**BRIEF**: Search the records for the word "bell" and copy every line in which it occurs.

**STUDY MATERIAL**:
.....

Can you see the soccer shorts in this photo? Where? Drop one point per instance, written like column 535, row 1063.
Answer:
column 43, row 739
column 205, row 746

.....

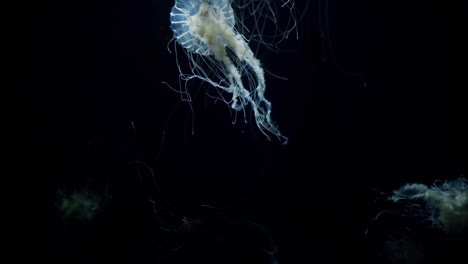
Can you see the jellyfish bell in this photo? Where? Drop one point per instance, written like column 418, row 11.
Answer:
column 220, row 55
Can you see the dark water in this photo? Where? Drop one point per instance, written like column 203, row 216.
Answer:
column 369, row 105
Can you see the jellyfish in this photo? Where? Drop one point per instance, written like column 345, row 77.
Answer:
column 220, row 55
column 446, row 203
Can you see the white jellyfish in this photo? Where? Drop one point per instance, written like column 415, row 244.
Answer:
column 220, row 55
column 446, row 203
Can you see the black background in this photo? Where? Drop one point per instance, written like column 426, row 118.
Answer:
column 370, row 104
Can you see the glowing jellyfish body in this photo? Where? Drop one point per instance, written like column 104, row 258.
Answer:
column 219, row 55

.....

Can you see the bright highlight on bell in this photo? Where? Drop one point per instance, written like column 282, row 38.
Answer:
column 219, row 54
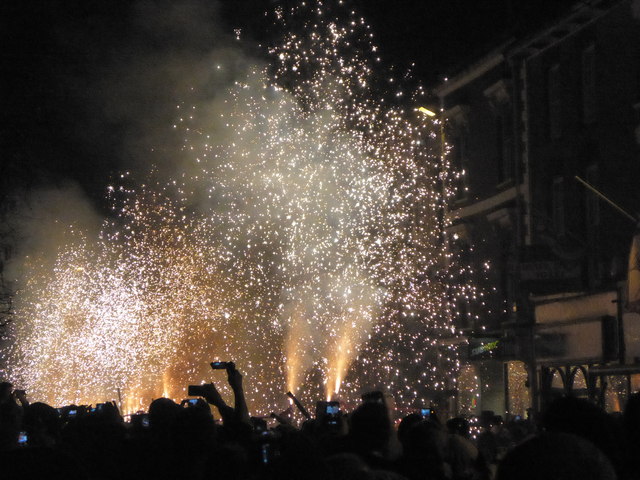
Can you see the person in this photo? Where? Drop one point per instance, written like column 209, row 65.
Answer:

.....

**ANSWER SECTION**:
Can you see the jellyfish bell in this photo? Where? Drop one point per instance, written like column 418, row 11.
Can you see the bright highlight on bell in this photo? Where? Drop one point per instance, written like column 282, row 38.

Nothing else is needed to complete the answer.